Give back exactly the lines of the material below, starting with the line with "Target: freckled skin" and going on through the line with "Target: glossy varnished wood".
* * * *
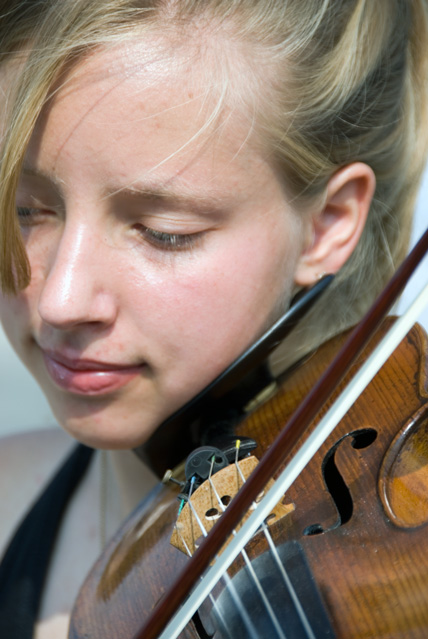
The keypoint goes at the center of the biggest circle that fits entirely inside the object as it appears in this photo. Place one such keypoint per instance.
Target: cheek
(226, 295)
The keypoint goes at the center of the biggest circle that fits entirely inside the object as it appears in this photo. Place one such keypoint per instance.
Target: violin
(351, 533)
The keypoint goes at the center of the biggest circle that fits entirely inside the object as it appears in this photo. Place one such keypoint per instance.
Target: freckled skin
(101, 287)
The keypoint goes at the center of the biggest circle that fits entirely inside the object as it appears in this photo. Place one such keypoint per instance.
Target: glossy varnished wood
* * * *
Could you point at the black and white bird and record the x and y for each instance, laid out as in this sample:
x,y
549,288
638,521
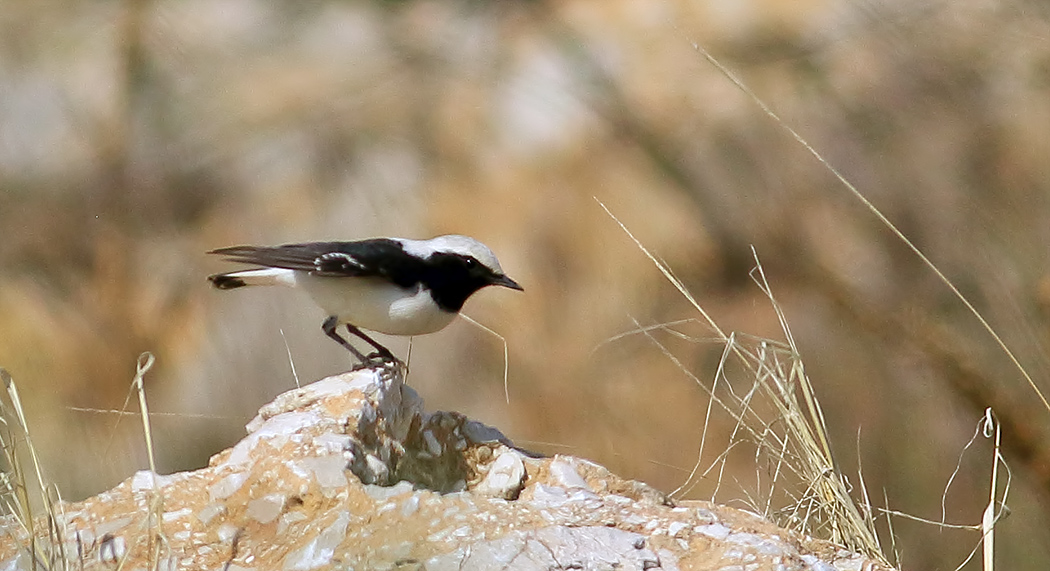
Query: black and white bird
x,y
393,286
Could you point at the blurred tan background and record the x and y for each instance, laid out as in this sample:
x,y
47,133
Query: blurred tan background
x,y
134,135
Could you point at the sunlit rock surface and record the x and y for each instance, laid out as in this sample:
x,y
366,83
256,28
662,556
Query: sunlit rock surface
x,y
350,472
* * * *
■ Written solution
Target: freckled skin
(101, 287)
The keypoint goes at the center of the biggest circle that fits entirely inside the object as it appears in this photo. Place one such keypoint per instance.
Target: glossy varnished wood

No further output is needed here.